### Given entries
Content starts

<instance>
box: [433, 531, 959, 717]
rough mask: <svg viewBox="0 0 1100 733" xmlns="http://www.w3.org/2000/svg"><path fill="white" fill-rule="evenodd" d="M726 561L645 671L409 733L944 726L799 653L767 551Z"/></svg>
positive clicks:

Content ends
Content starts

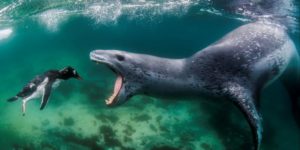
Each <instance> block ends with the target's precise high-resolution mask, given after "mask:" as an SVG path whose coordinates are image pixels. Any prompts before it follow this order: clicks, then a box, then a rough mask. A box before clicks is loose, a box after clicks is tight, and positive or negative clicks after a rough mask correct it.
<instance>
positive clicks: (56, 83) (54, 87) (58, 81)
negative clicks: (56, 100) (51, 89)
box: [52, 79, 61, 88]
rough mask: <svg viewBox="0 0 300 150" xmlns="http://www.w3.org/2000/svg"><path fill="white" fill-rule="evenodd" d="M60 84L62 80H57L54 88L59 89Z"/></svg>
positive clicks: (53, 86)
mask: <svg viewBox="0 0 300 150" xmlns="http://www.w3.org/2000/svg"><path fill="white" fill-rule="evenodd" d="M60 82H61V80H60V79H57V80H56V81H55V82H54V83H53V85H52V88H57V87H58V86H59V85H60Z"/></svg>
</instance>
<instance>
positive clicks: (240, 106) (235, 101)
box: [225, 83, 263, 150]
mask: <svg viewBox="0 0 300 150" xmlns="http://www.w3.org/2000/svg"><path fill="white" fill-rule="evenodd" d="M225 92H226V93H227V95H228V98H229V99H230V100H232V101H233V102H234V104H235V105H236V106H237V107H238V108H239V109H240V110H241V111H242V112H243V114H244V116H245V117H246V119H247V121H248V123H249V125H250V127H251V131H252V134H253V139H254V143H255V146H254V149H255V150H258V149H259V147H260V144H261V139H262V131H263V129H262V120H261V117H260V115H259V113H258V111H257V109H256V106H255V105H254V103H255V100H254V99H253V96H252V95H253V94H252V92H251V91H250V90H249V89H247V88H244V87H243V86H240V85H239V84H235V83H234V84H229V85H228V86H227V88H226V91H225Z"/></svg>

Content ends

### Task objective
Present the data from the line containing "</instance>" up to and including the line containing "box: [225, 83, 263, 150]" as a Markdown table. Use the columns Row, which numbers each line, and Line, which holds its text, and leave out any blank lines.

### Answer for this exercise
| Row | Line |
|---|---|
| 1 | </instance> |
| 2 | <instance> |
| 3 | positive clicks: (240, 106) (235, 101) |
| 4 | box: [225, 83, 263, 150] |